**** Supplied passage ****

# Why the hell do riceboys.....



## morepower2 (Apr 19, 2002)

do canyon runs and stupid crap killing themselfs and others when they could be going faster safer at the track like at SERCA track events?

Ricers seem to have no problem doing crazy stuff on the streets but they are pusses when it comes to driving on the track, what gives? It can't be money, track fees are less than insurance premiums, lawsuits and tickets.

Don't be a ricer, be a racer.

My rant for today.

Mike


----------



## sr20racer (Jun 29, 2002)

Depends on where you are at. 1/4 mile is fun for 13 seconds then SCCA gets kinda old when it is in a parking lot with cones.


----------



## morepower2 (Apr 19, 2002)

sr20racer said:


> Depends on where you are at. 1/4 mile is fun for 13 seconds then SCCA gets kinda old when it is in a parking lot with cones.


So you are saying its better to race on the street because real racing is too short or it gets old?

Mike


----------



## sr20racer (Jun 29, 2002)

morepower2 said:


> So you are saying its better to race on the street because real racing is too short or it gets old?
> 
> Mike


Not really, but going for an agressive driving run up a canyon (where people aren't) and when driving on an open stretch (next to the salt flats) and opening your car up with a friend is ok. 

Weaving in and out of freeway traffic at 100 mph is as stupid as it gets but I see no problem with the above. :thumbup:


----------



## NotAnotherHonda (Aug 7, 2003)

****

## Task 1:
From the forum thread on street racing, pull out the passage starting at "Ricers seem to" and ending at "lawsuits and tickets.", unchanged.

**** Data excerpts ****

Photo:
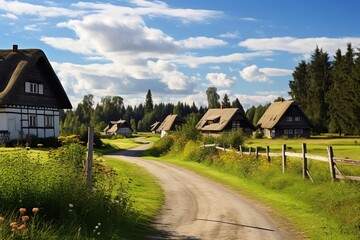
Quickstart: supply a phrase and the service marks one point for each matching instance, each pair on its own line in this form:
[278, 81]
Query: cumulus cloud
[194, 62]
[254, 74]
[220, 79]
[201, 42]
[298, 45]
[235, 34]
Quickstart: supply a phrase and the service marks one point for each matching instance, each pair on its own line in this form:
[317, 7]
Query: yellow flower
[24, 218]
[35, 210]
[22, 210]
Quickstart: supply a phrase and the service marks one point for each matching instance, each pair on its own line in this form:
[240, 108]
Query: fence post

****

## Task 2:
Reproduce every entry that follows the street racing thread above, word for word, omitting the pictures.

## Task answer 1:
Ricers seem to have no problem doing crazy stuff on the streets but they are pusses when it comes to driving on the track, what gives? It can't be money, track fees are less than insurance premiums, lawsuits and tickets.

## Task answer 2:
Photo:
Quickstart: supply a phrase and the service marks one point for each matching instance, each pair on its own line in this form:
[278, 81]
Query: cumulus cloud
[194, 62]
[254, 74]
[220, 79]
[201, 42]
[298, 45]
[235, 34]
Quickstart: supply a phrase and the service marks one point for each matching instance, each pair on its own line in this form:
[317, 7]
Query: yellow flower
[24, 218]
[35, 210]
[22, 210]
Quickstart: supply a phrase and the service marks one point for each matching instance, each pair on its own line in this form:
[240, 108]
Query: fence post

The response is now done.